Dataset excerpts on object pointing

------

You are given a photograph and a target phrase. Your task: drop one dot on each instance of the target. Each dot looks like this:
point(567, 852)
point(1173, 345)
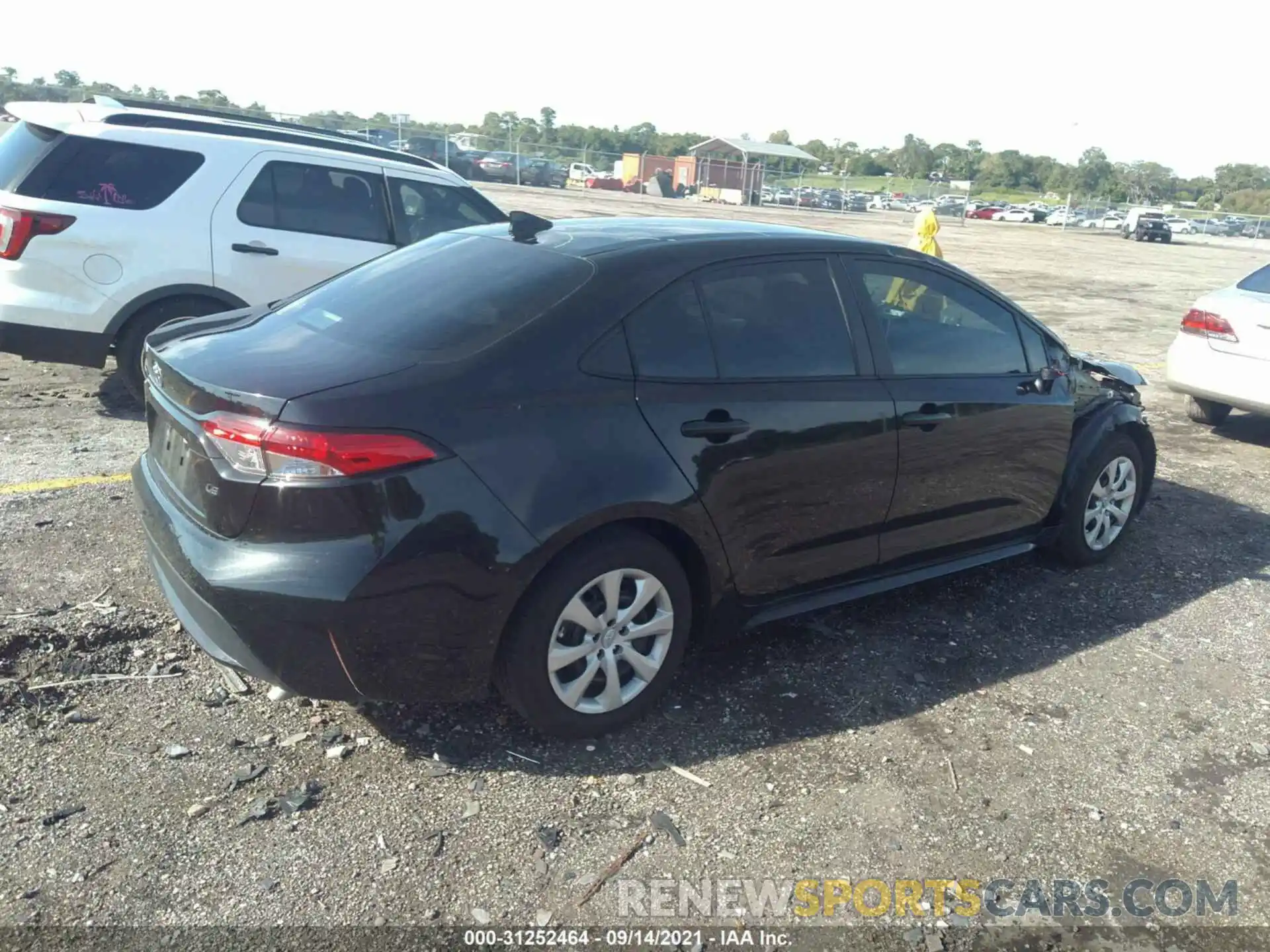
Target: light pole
point(400, 120)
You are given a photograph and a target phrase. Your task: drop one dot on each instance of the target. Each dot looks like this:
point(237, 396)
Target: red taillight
point(1208, 325)
point(18, 227)
point(258, 448)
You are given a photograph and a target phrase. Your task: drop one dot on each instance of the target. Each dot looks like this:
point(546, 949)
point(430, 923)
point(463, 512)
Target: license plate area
point(182, 462)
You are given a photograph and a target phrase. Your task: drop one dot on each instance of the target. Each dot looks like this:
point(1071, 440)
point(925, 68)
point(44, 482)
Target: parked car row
point(824, 198)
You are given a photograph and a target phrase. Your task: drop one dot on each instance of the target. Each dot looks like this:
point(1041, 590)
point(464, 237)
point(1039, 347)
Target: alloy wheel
point(610, 640)
point(1111, 503)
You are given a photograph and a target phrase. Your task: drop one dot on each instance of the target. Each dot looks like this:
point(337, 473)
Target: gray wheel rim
point(610, 641)
point(1111, 503)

------

**DESCRIPTION OF THE TASK:** Leave the pictures out and print the records above exactly as they stand.

**SOLVED EXERCISE:**
You are given a photograph and a target phrase. Your task: drop one dot on each instance of the target. Each dot looks like this:
point(567, 852)
point(1173, 345)
Target: light pole
point(400, 120)
You are given a photograph and a target phrase. Your task: drop one dot on each instance of the target. Each dot looks like this:
point(237, 396)
Target: red taillight
point(1208, 325)
point(18, 227)
point(258, 448)
You are given a photograph and a target phrase. Your task: drop one dot on each instance of the target. Each dot looks like this:
point(546, 949)
point(430, 923)
point(463, 512)
Target: license plate area
point(182, 462)
You are given a photograph and a target phrase. Your task: drop one dot on each instance of the target. Each dot looks like this:
point(1071, 440)
point(925, 68)
point(44, 482)
Target: parked car row
point(824, 198)
You are given a photograph and a target phrase. Your task: drop one dot on each instance of the target. Each dot looks like this:
point(1041, 590)
point(464, 237)
point(1039, 347)
Target: alloy wheel
point(610, 640)
point(1111, 503)
You are given a photograph and a target phrase. Your task: drop one dot on each instance of the target. Each dot looks like this:
point(337, 473)
Target: gray wheel rim
point(610, 641)
point(1111, 503)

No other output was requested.